● **Fragment źródłowy**:
BMW M5 Competition i Mercedes-AMG E 63 S 4Matic+ prezentują własne podejście do radości z jazdy. To 4-miejscowe auta sportowe o mocy ponad 600 KM i z napędem na 4 koła.
W Monachium i Stuttgarcie kości zostały rzucone. Kolejne generacje BMW M5 Competition czy Mercedesa-AMG E 63 4Matic+ nie będą już takie jak do tej pory. W przyszłości sportowe limuzyny otrzymają zasilanie prądem. Coraz bardziej rygorystyczne limity emisji spalin wymuszą zastosowanie dodatkowego silnika elektrycznego i obciążenie osi ciężkimi akumulatorami. To jednak wciąż melodia przyszłości.
Dziś prezentujemy ostatnich przedstawicieli swojego gatunku. Rodzinne limuzyny z ponad 600-konnymi silnikami V8 biturbo, które mimo napędu na wszystkie koła wolą – zgodnie z najlepszą dynamiczną szkołą – aby moc trafiała głównie na tylną oś.
Obydwa opisywane samochody wyraźnie dojrzały w ostatnich latach. Gruntowne modernizacje wyeliminowały najmniejsze braki, więc to idealny moment, żeby wysłać tę szaloną dwójkę na granicę przyczepności.
Tor jest wolny dla BMW M5 Competition o mocy 625 KM i 750 Nm momentu oraz dysponującego aż 850 Nm, 612-konnego Mercedesa-AMG E 63 S 4Matic+.
Odcinek Grand Prix toru Nürburgring. Słońce. Piętnaście stopni Celsjusza na termometrze. Doskonałe warunki do polowania na najlepsze czasy przez BMW M5 Competition i Mercedesa-AMG E 63 S 4Matic+. Choć obydwa samochody bez problemu pomieszczą po cztery osoby i spokojnie zabiorą na poranną wycieczkę do piekarni lub nawet w daleką wakacyjną podróż, to stworzono je z myślą o torze wyścigowym. Wszystko podporządkowano w nich dynamice. Oba brutalne pojazdy są w szczytowej formie, to najszybsze wersje swoich serii, jakie dotychczas rozpędzaliśmy na torze Grand Prix.

● **Pozycje zbioru danych**:
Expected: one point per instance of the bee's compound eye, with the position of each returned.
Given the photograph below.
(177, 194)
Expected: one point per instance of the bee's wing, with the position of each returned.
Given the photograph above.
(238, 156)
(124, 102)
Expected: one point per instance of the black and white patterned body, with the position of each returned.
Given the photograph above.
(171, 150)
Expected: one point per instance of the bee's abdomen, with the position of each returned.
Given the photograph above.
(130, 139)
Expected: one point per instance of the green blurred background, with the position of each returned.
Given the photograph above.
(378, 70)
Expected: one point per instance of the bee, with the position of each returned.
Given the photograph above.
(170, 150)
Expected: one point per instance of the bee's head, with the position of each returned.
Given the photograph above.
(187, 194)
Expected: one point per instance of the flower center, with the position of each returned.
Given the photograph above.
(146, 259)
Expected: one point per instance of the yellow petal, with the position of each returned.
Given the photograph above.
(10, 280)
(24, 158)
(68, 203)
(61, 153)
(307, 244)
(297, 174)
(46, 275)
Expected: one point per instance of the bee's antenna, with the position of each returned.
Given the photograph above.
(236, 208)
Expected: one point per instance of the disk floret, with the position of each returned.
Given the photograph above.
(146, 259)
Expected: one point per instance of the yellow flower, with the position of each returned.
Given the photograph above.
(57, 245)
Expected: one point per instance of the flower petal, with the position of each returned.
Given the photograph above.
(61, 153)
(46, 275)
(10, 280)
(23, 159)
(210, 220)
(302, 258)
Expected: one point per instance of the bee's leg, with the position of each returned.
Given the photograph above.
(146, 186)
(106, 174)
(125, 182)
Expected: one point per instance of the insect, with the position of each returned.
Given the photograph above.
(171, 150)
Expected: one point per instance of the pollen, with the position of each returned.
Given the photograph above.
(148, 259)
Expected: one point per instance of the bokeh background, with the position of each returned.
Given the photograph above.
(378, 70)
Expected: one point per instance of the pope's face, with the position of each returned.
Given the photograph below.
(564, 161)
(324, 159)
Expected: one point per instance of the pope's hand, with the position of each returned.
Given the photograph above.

● **Zadania i problemy**:
1. Jaki maksymalny moment obrotowy ma Mercedes-AMG E 63 S 4Matic+ według tekstu o porównaniu BMW M5 Competition z Mercedesem-AMG?
2. Podaj dalszy ciąg tekstu o porównaniu BMW M5 Competition z Mercedesem-AMG E 63 S 4Matic+, zaczynając od miejsca, w którym się on kończy.

● **Rozwiązane zadania**:
1. 850 Nm.

2.
Limuzyna z Affalterbach jest prawie nie do poznania. W przeszłości model ten był nadgorliwy w punkcie skrętu, zbyt duże obciążenie trafiało w nim na tył i trzeba było ciągle korygować kurs. Teraz jego układ kierowniczy i przednia oś znacznie lepiej współpracują z bardzo przyczepnymi oponami Michelin Pilot Sport 4S. Nerwowość w drodze do wierzchołka zakrętu ustąpiła miejsca precyzyjnej, łatwej do kontrolowania zmianie kierunku oraz pewnemu wprowadzaniu tylnej osi w łuk.
Nigdy wcześniej Mercedes-AMG E 63 nie trzymał się tak stabilnie idealnego toru jazy. Poszukiwanie doskonałego okrążenia mąci w jego przypadku jedynie twardy, lecz nieszczególnie stabilny pedał hamulca. Niemniej jednak osiągnięty przez AMG czas na poziomie 1:39,2 min to wyzwanie dla M5 Competition.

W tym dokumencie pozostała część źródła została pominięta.